## WHAT NEEDS TO BE DONE:
Return every record verbatim.

## DATA:
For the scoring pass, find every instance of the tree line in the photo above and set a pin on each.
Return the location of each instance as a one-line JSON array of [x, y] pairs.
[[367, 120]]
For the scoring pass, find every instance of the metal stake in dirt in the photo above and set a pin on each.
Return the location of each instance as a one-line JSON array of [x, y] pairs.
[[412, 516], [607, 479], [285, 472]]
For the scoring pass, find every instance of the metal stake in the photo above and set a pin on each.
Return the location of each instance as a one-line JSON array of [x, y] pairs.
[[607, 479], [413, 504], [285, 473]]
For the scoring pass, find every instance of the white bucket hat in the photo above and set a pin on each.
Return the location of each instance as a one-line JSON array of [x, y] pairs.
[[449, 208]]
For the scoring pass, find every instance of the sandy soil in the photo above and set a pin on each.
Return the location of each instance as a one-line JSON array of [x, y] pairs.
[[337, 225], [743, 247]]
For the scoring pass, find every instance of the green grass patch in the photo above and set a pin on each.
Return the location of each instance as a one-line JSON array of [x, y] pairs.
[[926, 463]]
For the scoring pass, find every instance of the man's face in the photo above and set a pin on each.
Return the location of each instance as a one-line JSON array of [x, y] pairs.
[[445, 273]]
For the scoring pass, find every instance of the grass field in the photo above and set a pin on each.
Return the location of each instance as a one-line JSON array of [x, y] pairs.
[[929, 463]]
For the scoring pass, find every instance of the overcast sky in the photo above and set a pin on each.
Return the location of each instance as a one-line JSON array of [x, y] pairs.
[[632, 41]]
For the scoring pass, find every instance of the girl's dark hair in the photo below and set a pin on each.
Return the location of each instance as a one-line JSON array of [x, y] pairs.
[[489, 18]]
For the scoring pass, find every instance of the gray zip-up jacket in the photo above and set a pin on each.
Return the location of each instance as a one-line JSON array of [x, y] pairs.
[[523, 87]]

## TASK OUTPUT:
For the scoring pass, find every instance of the tree line in the photo above and set a pin on each.
Return the location of each instance as a one-line JSON array of [x, y] pairs.
[[367, 120]]
For the scoring pass, find every instance of the metal stake in dirt in the photo above and set a pin on each.
Return the location of each instance as a one-line JSON array of [x, y] pairs.
[[412, 516], [607, 479], [285, 472]]
For the scoring pass, find every instance of the metal stake in the photo above and set a pin on each.
Return the location of each instance as a one-line JSON array of [x, y] pairs.
[[607, 479], [413, 504], [285, 473]]
For the scoring pass, find every instance of the white bucket hat in the photo above and set a pin on each.
Return the location of each instance as a one-line JSON array of [x, y] pairs.
[[449, 208]]
For the scoring pass, find every instance of the sandy soil in the photo above and set a pin on each.
Return the location of each instance as a one-line JSON array of [x, y] pairs.
[[337, 225], [743, 247]]
For the scoring pass, find every instance of the green grass patch in the photo above and set a pin on each.
Return the location of each instance as a one-line JSON array of [x, y] pairs.
[[926, 463]]
For the scoring pass, find every instance of the man's face in the photo above and set a pin on each.
Return the location of each instance as a one-line JSON array of [x, y] pairs.
[[445, 273]]
For the scoring pass, find every instance of the grass field in the photo above and set a pin on each.
Return the location of each instance as a one-line JSON array of [x, y] pairs.
[[929, 463]]
For the scoring pass, find every instance of the overcast sky in the photo above and set a pin on each.
Return the location of each instance as a one-line JSON array of [x, y] pairs.
[[632, 41]]
For the scoring pass, find every instance of the girl's dark hair in the photo below and set a pin on each.
Return the location of each instance as a one-line JSON array of [x, y] pairs.
[[489, 18]]
For the scoring pass, find every instance of the gray zip-up jacket in the photo above and set a pin on each.
Return the location of each instance as a one-line JSON array of [x, y] pairs.
[[523, 87]]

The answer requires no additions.